▶ [Textblock]
────
Das ewige Prokulieren schreckt ab.


----------



## Thalor (24. Februar 2010)

Simmel schrieb:


> Pizza und Bier ab 1900 im Jamaika. Bisherige Teilnehmer: UnsUwe, Castello und meine Wenigkeit. Wäre schön, wenn sich mal welche von der alten Garde blicken lassen würden.



Komischer Ort derlei Ankündigungen unterzubringen ...


----------



## Edith L. (24. Februar 2010)

Vom Marketingaspekt gesehen aber völlig richtig platziert!


----------



## ohneworte (24. Februar 2010)

chick schrieb:


> Was sind Schlucht-Räder?



Wie nennt sich die grosse berühmte Schlucht in den USA?


----------



## MTB-News.de




----------



## Thalor (24. Februar 2010)

Ja, da hätte man eindeutig auch selbst drauf kommen können... 
... nein, müssen!


----------



## jaamaa (25. Februar 2010)

ohneworte schrieb:


> Wie nennt sich die grosse berühmte Schlucht in den USA?



*Grand *Canyon! 

Grand Canyon = USA
Canyon = Taiwan 

.


----------



## FlatterAugust (25. Februar 2010)

ohneworte schrieb:


> Wie nennt sich die grosse berühmte Schlucht in den USA?



Reitlingstal? Jetzt bin ich verwirrt.


----------



## FlatterAugust (25. Februar 2010)

.


----------



## nighter (25. Februar 2010)

sundown schrieb:


> ollys bicycle.. der war doch mal in bs!





Spectar schrieb:


> yop und der is jetzt umgezogen nach wolfsburg!!!
────
▶ [Gegebene Einträge]
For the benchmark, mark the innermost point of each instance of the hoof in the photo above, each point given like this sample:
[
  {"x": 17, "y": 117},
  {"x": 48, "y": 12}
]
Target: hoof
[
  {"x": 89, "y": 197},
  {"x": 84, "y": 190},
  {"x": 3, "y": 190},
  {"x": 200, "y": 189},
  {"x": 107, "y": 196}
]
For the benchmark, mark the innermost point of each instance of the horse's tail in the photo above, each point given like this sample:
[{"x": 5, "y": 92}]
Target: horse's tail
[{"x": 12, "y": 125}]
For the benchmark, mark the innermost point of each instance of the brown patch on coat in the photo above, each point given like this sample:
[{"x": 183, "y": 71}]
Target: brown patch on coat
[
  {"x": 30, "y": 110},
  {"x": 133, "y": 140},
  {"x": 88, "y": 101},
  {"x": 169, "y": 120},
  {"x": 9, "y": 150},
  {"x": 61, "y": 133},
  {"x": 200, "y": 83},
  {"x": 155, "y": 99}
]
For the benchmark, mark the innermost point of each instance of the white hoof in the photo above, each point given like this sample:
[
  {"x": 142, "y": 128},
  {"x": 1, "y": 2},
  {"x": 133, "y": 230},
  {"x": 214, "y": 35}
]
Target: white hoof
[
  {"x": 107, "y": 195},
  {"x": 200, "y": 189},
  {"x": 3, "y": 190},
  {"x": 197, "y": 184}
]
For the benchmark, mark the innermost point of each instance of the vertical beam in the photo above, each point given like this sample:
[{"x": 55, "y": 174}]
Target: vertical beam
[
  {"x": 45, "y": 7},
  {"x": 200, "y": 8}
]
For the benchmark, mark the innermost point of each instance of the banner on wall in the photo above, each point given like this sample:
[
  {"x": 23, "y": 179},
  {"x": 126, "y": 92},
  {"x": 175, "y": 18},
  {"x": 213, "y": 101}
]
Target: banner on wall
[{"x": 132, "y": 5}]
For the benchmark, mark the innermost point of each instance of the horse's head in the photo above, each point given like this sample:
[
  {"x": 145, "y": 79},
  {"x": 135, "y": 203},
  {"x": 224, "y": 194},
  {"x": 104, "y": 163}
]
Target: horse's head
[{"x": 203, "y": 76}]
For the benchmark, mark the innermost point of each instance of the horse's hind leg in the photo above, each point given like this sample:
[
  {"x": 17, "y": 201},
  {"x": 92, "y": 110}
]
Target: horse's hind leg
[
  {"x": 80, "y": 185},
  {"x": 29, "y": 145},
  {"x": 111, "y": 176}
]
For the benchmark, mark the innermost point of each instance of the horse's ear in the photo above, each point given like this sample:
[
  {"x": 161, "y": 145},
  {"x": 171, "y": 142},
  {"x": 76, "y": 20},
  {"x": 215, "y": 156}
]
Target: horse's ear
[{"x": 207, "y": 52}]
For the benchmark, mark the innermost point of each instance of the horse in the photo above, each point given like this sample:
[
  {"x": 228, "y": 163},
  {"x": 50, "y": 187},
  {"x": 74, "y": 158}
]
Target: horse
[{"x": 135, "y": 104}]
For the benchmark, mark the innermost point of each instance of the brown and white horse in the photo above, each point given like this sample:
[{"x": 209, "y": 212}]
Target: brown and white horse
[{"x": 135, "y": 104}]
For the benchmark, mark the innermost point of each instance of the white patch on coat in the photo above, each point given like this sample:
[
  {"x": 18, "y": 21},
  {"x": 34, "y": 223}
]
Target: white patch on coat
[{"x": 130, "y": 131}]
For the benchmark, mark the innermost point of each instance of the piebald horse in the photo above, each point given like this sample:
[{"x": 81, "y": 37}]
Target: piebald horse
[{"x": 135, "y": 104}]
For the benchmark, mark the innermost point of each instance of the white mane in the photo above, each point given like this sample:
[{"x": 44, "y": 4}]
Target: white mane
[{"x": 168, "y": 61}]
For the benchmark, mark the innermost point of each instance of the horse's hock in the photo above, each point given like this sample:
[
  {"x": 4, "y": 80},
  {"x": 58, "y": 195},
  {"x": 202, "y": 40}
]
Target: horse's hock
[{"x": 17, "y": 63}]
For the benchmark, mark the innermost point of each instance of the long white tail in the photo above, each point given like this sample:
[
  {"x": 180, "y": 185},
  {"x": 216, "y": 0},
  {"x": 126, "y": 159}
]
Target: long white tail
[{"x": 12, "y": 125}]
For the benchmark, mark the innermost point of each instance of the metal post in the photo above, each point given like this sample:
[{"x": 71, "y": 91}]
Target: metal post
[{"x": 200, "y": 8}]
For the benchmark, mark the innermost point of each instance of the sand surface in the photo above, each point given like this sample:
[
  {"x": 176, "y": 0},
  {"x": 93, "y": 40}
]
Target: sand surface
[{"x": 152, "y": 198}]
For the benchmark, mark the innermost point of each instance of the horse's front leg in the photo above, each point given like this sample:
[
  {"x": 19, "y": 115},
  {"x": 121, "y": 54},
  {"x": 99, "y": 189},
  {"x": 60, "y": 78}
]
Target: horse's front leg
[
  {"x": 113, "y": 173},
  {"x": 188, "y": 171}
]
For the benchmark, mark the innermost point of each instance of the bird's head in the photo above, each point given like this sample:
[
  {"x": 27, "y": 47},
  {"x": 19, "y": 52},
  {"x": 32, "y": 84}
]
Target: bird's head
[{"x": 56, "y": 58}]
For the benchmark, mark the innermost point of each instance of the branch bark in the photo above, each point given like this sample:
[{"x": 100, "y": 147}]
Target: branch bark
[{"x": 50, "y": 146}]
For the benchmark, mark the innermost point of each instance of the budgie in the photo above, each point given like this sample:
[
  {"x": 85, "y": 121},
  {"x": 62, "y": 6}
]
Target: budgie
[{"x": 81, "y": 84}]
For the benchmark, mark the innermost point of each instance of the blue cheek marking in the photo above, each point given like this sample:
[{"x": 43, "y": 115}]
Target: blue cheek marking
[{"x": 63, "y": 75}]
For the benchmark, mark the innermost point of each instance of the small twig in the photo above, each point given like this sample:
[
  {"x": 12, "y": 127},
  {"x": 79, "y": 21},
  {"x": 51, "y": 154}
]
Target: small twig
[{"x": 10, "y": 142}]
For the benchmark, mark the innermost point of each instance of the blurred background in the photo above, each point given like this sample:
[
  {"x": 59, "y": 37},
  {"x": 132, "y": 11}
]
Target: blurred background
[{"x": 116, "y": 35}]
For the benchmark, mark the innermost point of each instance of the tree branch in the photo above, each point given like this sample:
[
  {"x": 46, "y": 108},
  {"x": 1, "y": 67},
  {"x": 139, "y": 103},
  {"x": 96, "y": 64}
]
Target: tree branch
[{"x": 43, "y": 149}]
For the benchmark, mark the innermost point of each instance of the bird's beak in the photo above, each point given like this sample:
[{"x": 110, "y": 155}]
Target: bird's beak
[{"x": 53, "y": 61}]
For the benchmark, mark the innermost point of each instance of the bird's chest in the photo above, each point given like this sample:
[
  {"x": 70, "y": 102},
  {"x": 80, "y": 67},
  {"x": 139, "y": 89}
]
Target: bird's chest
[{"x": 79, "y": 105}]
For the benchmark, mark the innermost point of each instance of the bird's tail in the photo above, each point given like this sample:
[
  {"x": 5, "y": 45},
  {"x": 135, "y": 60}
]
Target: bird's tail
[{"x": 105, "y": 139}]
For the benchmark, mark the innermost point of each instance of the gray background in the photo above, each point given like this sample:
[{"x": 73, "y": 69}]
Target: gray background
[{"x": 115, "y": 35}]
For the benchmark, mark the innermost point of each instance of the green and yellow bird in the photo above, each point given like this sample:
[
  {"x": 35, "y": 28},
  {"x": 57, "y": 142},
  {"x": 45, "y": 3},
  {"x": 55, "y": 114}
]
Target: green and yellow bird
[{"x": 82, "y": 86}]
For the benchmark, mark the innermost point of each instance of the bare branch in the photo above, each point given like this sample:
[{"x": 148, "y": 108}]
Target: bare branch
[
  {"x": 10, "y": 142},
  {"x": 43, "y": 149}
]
────
▶ [Gestellte Aufgaben]
a: Übertrage aus dem Forumsauszug wortgetreu den Abschnitt, der mit "Komischer Ort derlei" beginnt und mit "völlig richtig platziert!" endet.
b: Stimmen die folgenden Aussagen mit dem Forumsauszug überein? Antworte jeweils mit Ja oder Nein und führe die entscheidenden Worte wörtlich an.
(i) Castello gehört zu den bisherigen Teilnehmern.
(ii) Edith L. hält die Ankündigung für falsch platziert.
(iii) Laut jaamaa steht „Canyon“ für die USA.
c: Beantworte anhand des Forumsauszugs diese Fragen:
(i) Welche Frage stellt chick?
(ii) Wohin ist ollys bicycle laut Spectar umgezogen?
(iii) Welchen Ort nennt FlatterAugust als Antwort auf die Frage nach der Schlucht?

▶ [Lösungen je Aufgabe]
a:
Komischer Ort derlei Ankündigungen unterzubringen ...


----------



## Edith L. (24. Februar 2010)

Vom Marketingaspekt gesehen aber völlig richtig platziert!

b:
(i) Ja: „Bisherige Teilnehmer: UnsUwe, Castello und meine Wenigkeit.“
(ii) Nein: „Vom Marketingaspekt gesehen aber völlig richtig platziert!“
(iii) Nein: „Canyon = Taiwan“

c:
(i) „Was sind Schlucht-Räder?“
(ii) Nach Wolfsburg.
(iii) Das Reitlingstal.